__Source records__:
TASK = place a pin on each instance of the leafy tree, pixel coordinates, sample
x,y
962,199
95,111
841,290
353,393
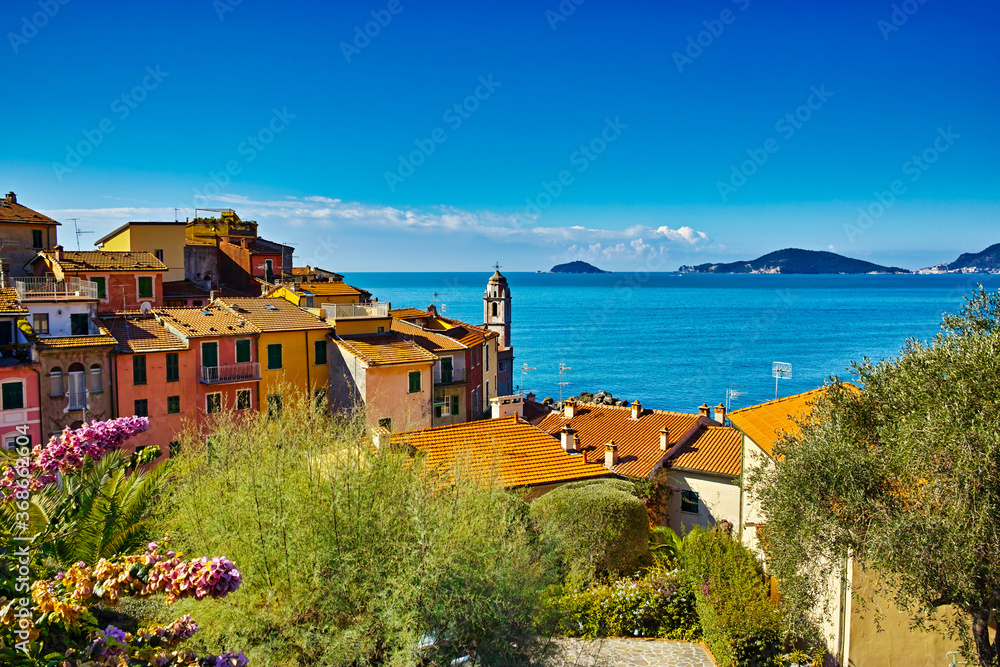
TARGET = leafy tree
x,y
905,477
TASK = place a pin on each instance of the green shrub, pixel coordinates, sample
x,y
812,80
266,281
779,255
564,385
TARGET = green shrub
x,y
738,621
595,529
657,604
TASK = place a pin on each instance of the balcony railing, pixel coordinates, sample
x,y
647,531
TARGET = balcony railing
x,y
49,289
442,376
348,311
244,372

__Problem details__:
Please copy all the entries above word for word, leaving out the pictures.

__Response below__:
TASK = place a pin on each instance of the leafy tree, pixel coordinates, sample
x,y
962,199
95,111
841,290
353,393
TARGET = leafy tree
x,y
905,477
TASK = place a pin on each instance of the green shrub, pixel coordinates, sample
x,y
812,80
266,281
779,255
564,385
TARGET = green shrub
x,y
738,621
595,529
657,604
TASK = place a pin on each instance of the balcony railing, pixel coordinates, sample
x,y
647,531
TARGET = balcony railing
x,y
49,289
442,376
348,311
244,372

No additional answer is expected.